*** Opening of Source data ***

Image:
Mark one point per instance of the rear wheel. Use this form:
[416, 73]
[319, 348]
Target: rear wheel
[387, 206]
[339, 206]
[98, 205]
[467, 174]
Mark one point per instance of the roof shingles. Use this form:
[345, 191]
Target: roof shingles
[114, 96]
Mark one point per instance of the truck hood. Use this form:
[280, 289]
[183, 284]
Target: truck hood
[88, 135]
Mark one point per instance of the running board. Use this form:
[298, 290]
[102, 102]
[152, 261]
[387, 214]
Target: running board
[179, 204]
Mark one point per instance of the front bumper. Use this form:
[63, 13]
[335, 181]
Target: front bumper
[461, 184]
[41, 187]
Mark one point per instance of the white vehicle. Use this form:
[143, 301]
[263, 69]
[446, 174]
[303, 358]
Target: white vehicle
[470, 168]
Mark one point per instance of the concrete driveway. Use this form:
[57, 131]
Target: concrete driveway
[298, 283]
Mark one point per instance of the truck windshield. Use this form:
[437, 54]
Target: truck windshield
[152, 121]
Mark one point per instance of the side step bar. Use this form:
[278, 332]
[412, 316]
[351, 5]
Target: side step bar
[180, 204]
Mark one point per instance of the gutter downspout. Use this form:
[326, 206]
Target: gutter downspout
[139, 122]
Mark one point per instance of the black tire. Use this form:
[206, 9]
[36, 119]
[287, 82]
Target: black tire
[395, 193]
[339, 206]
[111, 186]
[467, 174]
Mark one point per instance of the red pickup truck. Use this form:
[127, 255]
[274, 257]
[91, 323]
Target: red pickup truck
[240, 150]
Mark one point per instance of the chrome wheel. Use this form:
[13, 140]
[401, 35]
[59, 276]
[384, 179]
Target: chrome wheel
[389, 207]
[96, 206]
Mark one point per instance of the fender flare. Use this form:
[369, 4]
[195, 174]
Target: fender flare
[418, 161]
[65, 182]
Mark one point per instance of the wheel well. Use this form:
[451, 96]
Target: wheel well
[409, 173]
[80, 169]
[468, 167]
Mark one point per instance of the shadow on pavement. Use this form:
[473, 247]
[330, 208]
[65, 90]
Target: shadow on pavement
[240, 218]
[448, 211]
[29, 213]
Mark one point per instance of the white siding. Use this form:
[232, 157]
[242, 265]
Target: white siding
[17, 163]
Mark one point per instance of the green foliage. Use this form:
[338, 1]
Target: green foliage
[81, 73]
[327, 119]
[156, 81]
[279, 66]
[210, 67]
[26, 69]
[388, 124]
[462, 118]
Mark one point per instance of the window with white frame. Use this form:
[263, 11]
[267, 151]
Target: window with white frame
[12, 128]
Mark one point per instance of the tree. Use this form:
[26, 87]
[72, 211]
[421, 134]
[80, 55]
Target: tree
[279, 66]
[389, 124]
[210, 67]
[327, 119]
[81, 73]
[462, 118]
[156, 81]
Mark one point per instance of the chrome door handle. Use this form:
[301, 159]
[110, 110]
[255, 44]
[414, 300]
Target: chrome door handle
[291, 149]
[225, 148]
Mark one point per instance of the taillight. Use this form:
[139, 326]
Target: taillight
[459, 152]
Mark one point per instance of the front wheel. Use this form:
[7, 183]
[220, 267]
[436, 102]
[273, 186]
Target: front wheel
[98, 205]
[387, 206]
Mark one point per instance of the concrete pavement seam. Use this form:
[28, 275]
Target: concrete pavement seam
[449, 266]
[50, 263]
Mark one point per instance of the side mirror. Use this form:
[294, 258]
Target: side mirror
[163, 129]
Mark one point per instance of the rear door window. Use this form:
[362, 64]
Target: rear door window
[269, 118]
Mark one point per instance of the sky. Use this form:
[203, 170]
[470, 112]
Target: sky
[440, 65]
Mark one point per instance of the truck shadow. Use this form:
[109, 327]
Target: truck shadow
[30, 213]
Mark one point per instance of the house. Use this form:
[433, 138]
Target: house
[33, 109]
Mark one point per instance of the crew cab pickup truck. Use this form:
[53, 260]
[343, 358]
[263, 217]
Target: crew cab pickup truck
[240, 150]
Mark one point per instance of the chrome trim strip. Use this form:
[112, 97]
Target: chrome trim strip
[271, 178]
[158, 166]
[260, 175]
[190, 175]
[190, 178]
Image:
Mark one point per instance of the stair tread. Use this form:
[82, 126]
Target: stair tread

*** Close of Source data ***

• Exercise brief: Search the records for the string "stair" and, wherever a line contains it, please copy that line.

• Answer to the problem:
Mark one point per instance of the stair tread. Use this form:
Target: stair tread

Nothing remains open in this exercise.